Retype, without alteration, each line from the line containing "Each instance of the bunting" to the final line of the records.

▶ **Extracted information**
::::::

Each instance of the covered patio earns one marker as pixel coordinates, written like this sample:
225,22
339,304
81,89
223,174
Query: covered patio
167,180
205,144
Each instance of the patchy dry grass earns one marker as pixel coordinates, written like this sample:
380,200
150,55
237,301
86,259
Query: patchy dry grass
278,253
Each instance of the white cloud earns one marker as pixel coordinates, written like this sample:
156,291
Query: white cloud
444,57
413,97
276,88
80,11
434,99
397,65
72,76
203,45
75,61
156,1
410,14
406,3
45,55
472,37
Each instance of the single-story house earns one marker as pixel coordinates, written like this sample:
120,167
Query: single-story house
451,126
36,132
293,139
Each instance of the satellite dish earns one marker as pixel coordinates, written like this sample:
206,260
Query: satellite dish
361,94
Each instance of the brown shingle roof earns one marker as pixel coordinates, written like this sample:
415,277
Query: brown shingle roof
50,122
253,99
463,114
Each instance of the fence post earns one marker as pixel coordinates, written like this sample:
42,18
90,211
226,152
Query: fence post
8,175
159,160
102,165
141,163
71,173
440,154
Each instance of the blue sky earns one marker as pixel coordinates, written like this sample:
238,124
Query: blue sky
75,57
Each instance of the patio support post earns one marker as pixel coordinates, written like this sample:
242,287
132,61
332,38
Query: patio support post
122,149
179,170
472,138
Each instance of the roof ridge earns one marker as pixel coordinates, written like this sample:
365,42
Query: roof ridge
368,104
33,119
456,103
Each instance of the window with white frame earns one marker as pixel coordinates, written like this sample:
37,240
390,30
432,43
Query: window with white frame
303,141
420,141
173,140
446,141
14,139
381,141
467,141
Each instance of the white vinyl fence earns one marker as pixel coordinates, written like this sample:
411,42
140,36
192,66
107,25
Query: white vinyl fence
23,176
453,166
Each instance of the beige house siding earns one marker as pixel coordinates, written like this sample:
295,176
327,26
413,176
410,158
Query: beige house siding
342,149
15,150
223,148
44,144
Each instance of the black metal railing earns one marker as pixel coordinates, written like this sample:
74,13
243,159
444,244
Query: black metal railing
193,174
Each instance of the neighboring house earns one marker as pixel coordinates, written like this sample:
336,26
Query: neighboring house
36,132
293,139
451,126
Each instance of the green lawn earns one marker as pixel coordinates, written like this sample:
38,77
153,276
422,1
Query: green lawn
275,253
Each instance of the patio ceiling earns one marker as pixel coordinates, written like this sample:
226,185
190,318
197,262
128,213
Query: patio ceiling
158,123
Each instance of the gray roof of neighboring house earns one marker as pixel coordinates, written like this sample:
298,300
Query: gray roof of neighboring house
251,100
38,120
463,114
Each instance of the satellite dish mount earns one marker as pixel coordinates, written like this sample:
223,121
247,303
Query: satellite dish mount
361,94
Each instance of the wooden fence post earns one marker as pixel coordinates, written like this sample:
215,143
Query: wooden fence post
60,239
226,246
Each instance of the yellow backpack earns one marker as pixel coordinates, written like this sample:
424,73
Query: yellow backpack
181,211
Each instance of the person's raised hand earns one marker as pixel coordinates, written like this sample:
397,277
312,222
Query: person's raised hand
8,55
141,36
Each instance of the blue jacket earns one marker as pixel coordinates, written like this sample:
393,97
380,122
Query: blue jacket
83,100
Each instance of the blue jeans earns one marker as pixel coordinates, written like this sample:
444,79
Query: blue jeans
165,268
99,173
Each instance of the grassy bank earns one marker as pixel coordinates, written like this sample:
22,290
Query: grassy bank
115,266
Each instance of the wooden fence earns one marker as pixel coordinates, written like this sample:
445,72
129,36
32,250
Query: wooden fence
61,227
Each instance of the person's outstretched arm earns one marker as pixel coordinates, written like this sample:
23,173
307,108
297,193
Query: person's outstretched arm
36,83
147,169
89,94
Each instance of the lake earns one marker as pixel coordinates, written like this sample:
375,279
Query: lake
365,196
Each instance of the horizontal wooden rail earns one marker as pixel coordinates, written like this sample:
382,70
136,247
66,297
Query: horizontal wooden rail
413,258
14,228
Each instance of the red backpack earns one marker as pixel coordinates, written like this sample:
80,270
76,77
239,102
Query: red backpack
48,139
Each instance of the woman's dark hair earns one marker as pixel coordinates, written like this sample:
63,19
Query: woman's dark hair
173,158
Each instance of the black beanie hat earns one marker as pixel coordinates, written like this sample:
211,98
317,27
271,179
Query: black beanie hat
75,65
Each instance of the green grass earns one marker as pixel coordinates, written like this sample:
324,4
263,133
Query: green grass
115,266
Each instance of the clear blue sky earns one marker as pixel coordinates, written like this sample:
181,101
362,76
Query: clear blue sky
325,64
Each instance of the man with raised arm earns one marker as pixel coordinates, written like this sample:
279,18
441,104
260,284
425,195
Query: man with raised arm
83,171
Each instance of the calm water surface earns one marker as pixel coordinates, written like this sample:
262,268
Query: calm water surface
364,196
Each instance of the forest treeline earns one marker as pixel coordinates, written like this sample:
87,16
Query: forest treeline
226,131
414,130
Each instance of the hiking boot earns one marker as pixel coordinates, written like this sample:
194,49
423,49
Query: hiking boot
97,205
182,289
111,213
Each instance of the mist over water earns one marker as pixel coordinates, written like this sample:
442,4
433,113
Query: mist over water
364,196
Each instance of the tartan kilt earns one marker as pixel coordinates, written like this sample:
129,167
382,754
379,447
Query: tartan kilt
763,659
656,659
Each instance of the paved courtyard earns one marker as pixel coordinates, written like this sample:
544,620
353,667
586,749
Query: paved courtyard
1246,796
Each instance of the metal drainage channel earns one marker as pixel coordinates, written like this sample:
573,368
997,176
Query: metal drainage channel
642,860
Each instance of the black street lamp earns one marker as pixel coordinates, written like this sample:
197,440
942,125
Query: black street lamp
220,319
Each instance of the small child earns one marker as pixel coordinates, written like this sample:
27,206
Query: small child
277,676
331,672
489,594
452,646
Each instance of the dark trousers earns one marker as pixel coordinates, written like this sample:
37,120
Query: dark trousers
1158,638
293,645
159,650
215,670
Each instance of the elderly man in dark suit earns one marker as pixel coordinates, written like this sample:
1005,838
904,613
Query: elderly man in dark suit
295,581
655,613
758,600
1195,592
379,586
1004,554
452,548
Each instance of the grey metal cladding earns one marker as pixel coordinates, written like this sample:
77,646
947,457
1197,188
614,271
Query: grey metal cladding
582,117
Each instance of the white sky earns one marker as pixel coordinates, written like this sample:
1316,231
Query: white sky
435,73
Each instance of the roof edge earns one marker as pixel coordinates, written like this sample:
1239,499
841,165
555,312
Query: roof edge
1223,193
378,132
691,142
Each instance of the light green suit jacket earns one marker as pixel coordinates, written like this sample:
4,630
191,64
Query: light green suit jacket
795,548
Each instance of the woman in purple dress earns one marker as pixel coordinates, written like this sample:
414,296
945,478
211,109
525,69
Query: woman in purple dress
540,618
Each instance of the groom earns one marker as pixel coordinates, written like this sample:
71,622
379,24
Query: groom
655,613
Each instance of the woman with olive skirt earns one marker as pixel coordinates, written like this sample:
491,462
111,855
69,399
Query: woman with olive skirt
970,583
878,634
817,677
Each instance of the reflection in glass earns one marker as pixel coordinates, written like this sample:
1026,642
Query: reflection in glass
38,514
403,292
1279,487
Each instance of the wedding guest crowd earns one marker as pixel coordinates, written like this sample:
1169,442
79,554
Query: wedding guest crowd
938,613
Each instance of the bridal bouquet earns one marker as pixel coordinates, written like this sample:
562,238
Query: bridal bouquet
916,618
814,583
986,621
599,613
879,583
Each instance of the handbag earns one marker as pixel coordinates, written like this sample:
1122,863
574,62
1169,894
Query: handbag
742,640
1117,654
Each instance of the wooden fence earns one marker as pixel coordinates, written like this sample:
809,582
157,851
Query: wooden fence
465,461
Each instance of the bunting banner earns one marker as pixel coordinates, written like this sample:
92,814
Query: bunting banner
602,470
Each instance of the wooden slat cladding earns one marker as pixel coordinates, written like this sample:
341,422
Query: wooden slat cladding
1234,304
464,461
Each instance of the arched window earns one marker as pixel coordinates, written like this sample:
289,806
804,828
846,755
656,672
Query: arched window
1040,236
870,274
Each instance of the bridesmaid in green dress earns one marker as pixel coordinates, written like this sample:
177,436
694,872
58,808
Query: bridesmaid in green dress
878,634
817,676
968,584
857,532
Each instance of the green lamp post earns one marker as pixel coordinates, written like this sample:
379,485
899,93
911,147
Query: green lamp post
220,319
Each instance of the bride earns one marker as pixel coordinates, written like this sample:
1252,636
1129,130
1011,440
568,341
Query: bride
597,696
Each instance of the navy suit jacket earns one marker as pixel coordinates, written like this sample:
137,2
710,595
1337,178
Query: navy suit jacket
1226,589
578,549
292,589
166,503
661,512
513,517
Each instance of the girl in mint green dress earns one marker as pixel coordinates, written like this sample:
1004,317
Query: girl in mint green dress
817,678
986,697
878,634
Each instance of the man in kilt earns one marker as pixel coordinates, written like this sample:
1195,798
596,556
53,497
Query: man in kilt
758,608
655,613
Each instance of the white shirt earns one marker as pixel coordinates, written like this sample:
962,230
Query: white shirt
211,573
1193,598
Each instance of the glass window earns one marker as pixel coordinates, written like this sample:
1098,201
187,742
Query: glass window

::::::

▶ **Task result**
Each instance of the bunting banner earns one marker as pixel coordinates, written like this sample:
92,814
Query: bunting banner
602,470
Each instance of the wooden slat cladding earns one marker as pixel coordinates, written like this sample:
341,422
Query: wooden slat cladding
1234,304
464,461
Each instance of the arched window earns one marker as pixel coordinates, written like this sample:
289,806
804,828
846,755
656,672
Query: arched window
1040,236
870,274
Each instance of the bridesmaid in green dress earns one marker as pixel coordinates, written like this sample:
177,436
694,872
58,808
Query: bridesmaid in green dress
878,634
817,676
968,584
857,532
Each instance of the green lamp post earns one marker as pixel coordinates, written like this sample:
379,485
899,93
911,147
Query: green lamp post
220,319
Each instance of the bride earns one marker as pixel coordinates, written like this sample:
1252,636
1129,130
1011,440
568,341
Query: bride
597,696
Each instance of the navy suit jacket earns one marker as pixel coordinates, written like this sample:
137,2
710,595
1337,178
Query: navy suit jacket
1226,589
578,549
292,589
166,503
661,512
513,517
Each instance of the girl in mint green dress earns one marker as pixel coordinates, written like this sample:
1004,317
Query: girl in mint green dress
817,678
986,697
878,634
Each instance of the man in kilt earns one marker as pixel coordinates, written like this sample:
1195,798
596,556
53,497
Query: man in kilt
758,608
655,613
Each instance of the white shirt earns one marker as pixel coordinates, written like this sample:
962,230
Query: white shirt
211,573
1193,598
Each instance of the glass window earns one marker as pixel coordinates, written like this sample:
1098,201
187,742
Query: glass window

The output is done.